_Set problem_.
Show each line from the rows below that contains the word "surface".

[Start of Dataset records]

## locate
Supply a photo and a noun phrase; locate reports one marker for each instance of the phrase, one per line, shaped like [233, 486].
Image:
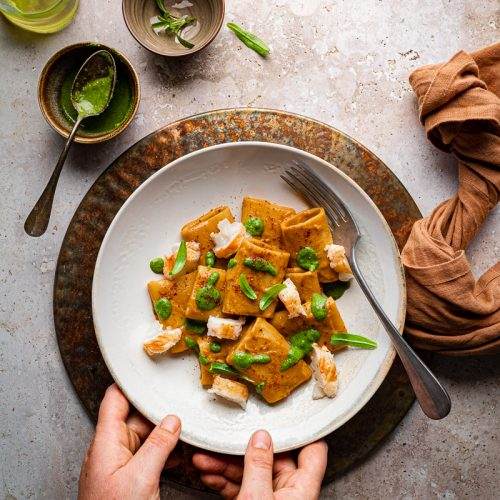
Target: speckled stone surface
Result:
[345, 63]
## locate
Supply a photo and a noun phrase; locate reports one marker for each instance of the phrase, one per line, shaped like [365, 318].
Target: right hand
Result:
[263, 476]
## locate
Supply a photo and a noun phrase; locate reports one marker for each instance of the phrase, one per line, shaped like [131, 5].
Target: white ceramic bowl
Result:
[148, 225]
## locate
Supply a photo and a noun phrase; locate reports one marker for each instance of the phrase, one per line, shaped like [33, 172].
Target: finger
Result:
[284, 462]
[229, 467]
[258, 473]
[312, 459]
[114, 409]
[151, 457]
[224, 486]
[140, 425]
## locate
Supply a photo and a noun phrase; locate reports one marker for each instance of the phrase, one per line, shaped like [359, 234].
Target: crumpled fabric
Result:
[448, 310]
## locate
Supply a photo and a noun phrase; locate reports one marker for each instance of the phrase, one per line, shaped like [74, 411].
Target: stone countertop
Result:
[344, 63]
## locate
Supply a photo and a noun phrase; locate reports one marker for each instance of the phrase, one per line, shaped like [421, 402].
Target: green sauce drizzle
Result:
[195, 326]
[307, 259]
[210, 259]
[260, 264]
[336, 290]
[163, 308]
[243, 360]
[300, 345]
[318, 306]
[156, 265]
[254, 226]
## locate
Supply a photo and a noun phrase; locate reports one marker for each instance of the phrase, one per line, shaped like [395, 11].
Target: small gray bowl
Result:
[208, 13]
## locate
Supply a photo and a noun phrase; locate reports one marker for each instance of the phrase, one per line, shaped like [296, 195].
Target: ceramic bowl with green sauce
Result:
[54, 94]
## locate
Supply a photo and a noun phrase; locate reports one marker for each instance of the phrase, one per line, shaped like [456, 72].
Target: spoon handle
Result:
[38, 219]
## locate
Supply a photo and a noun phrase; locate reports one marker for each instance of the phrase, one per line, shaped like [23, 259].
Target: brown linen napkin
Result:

[End of Dataset records]
[Start of Dataset records]

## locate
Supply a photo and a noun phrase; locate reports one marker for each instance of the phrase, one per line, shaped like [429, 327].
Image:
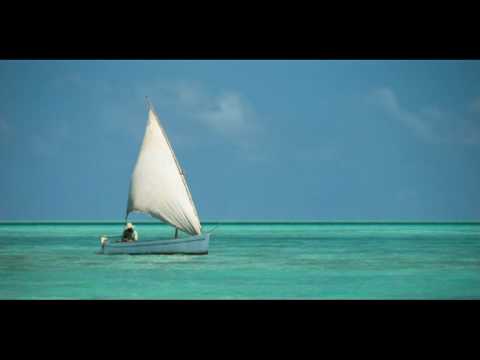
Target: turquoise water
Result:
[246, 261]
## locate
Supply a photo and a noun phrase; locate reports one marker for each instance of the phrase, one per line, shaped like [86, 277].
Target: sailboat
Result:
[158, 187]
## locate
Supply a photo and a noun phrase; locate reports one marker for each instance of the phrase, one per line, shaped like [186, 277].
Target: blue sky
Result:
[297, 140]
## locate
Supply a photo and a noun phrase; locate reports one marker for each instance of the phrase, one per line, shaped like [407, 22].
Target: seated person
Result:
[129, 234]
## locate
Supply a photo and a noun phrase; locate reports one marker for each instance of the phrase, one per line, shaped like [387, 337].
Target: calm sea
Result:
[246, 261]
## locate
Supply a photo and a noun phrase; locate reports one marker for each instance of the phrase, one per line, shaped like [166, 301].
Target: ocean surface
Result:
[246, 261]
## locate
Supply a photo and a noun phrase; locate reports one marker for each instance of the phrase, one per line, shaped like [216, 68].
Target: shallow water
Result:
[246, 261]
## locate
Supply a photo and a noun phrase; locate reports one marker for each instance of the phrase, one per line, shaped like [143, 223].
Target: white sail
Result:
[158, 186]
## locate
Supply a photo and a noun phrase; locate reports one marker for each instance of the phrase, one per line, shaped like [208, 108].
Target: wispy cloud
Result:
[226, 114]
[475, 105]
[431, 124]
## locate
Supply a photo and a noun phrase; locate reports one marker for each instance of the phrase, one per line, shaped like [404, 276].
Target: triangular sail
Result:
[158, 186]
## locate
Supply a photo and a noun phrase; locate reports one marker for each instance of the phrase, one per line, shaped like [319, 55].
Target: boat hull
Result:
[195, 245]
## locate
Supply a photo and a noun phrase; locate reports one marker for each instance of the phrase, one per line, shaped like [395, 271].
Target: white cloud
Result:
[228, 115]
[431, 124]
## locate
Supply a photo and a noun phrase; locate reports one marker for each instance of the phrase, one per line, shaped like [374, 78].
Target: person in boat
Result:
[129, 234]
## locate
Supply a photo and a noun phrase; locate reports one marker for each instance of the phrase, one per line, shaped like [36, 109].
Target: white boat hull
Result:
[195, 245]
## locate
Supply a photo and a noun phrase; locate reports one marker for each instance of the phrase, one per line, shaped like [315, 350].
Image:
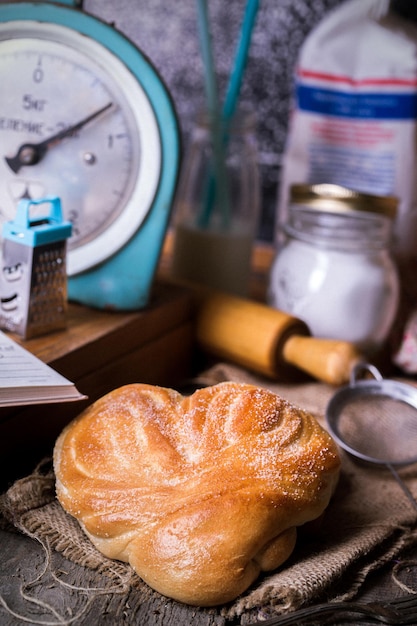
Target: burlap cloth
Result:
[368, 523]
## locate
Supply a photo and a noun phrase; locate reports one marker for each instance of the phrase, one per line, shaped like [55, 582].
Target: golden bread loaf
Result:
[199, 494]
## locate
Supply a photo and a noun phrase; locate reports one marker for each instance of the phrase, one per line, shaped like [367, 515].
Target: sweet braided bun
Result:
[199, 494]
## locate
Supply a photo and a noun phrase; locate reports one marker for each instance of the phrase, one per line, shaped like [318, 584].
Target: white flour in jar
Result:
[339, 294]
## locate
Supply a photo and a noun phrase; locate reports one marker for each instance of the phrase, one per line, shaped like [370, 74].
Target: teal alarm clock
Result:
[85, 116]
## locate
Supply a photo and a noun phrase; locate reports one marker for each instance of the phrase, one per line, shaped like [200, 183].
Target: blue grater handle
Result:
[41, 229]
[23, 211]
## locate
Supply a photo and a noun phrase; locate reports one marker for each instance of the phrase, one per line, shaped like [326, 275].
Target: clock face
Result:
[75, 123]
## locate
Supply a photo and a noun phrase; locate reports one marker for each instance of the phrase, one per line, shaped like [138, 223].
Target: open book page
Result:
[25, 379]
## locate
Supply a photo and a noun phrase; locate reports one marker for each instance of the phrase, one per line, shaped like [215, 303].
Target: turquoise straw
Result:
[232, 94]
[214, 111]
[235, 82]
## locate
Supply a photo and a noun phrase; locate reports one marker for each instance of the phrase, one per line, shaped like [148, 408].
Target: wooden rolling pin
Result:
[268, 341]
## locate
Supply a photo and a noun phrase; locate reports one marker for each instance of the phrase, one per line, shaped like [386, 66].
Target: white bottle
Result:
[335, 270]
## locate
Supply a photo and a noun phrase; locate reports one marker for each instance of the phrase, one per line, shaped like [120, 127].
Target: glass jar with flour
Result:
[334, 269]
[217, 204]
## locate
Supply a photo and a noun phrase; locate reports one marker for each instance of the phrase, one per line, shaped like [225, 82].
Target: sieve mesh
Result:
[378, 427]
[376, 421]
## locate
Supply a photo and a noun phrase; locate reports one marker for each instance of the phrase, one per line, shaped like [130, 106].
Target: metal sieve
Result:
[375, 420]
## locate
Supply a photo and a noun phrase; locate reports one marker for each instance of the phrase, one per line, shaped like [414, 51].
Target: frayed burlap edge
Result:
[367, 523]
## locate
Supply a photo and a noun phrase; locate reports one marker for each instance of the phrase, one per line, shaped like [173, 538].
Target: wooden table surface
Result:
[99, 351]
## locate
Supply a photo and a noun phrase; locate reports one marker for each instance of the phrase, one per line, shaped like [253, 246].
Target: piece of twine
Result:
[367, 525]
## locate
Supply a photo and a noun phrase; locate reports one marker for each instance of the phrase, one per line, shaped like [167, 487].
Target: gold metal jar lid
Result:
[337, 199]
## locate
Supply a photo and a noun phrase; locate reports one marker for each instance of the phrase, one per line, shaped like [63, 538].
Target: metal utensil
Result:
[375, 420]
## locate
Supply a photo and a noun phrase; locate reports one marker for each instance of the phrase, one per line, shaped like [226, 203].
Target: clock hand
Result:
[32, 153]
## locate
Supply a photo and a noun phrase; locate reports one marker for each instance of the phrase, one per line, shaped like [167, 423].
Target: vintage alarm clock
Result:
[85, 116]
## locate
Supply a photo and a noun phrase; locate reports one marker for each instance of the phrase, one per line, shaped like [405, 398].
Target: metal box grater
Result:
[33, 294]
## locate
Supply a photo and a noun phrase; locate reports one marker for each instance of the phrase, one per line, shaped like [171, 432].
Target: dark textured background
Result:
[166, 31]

[End of Dataset records]

_Response_.
Target: speckled stone surface
Target: ocean surface
Target: wooden table surface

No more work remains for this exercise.